Extracted data entries:

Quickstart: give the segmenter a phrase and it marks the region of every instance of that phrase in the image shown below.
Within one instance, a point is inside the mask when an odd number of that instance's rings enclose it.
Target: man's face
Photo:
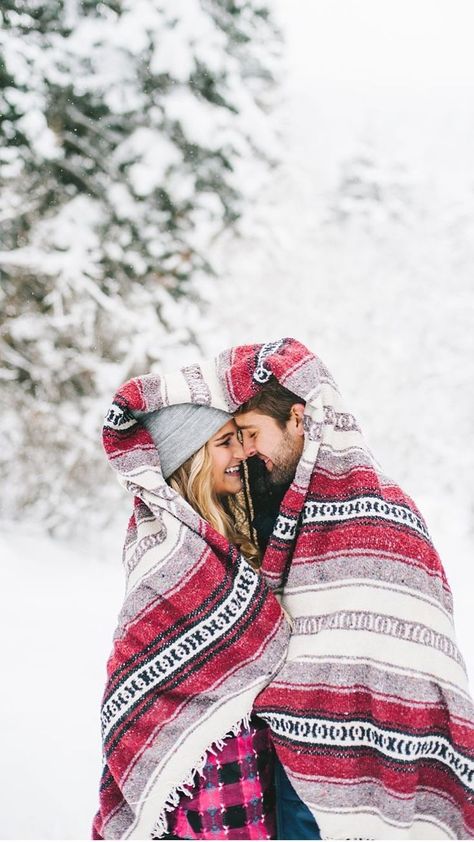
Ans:
[[[295,408],[298,411],[292,411],[283,429],[270,415],[262,415],[256,410],[243,412],[235,418],[242,432],[245,457],[258,456],[273,485],[291,482],[303,451],[304,407],[295,404]]]

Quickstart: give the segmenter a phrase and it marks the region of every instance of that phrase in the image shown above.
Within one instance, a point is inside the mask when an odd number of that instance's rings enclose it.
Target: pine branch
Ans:
[[[62,169],[70,173],[75,181],[82,185],[84,193],[106,201],[105,191],[101,188],[100,184],[97,181],[91,181],[83,172],[79,172],[66,158],[61,158],[59,161],[53,161],[52,163],[57,169]]]
[[[0,350],[2,351],[2,357],[5,362],[10,363],[14,369],[22,369],[23,371],[30,370],[32,365],[31,360],[27,359],[27,357],[23,356],[23,354],[20,354],[16,348],[12,348],[12,346],[1,337]]]
[[[123,140],[123,136],[120,135],[119,132],[114,132],[113,129],[109,129],[107,126],[104,126],[102,122],[92,120],[86,114],[83,114],[79,108],[72,105],[72,103],[67,104],[65,113],[73,122],[79,123],[80,126],[84,126],[85,129],[92,132],[92,134],[97,135],[97,137],[102,138],[102,140],[105,140],[106,143],[109,143],[113,147],[118,146],[118,144]]]
[[[96,155],[96,150],[89,144],[87,141],[82,138],[78,137],[77,135],[73,134],[73,132],[63,132],[63,140],[66,140],[71,146],[75,147],[79,152],[82,152],[87,158],[90,158],[94,161],[96,167],[102,170],[105,175],[108,175],[110,178],[115,179],[117,174],[112,172],[104,163],[103,160],[99,160]]]

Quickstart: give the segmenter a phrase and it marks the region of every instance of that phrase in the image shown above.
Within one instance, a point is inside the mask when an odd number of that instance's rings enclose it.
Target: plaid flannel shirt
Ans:
[[[169,821],[169,838],[275,839],[274,749],[268,726],[252,716],[250,728],[208,753],[190,796]]]

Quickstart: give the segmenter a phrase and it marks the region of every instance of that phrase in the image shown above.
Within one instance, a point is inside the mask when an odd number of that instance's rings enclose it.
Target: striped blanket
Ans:
[[[305,446],[261,576],[164,483],[133,412],[233,411],[272,374],[306,401]],[[104,445],[134,513],[94,837],[162,835],[206,752],[252,708],[323,838],[474,837],[474,711],[449,587],[321,361],[287,339],[137,378]]]
[[[103,442],[134,498],[126,593],[107,665],[95,839],[160,838],[207,752],[249,727],[279,671],[289,626],[264,579],[164,481],[134,410],[196,401],[225,409],[211,366],[147,375],[115,395]]]
[[[293,786],[323,838],[472,838],[474,710],[423,518],[304,346],[237,348],[218,368],[233,407],[271,374],[306,400],[263,564],[294,629],[255,705]]]

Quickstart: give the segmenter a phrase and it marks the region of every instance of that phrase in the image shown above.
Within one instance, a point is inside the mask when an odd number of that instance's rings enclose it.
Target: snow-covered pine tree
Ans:
[[[342,162],[339,183],[329,197],[328,222],[355,224],[369,236],[387,225],[409,225],[414,213],[413,184],[401,163],[381,160],[372,144]]]
[[[213,239],[272,157],[279,36],[260,0],[4,0],[0,24],[1,503],[57,528],[97,510],[113,389],[198,341]]]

- **Problem to solve**:
Find the lines in the records that contain the word "Target", then copy every one of them.

- **Response**:
Target: man's face
Target: pine branch
Target: plaid flannel shirt
Target: striped blanket
Target: snow-covered pine tree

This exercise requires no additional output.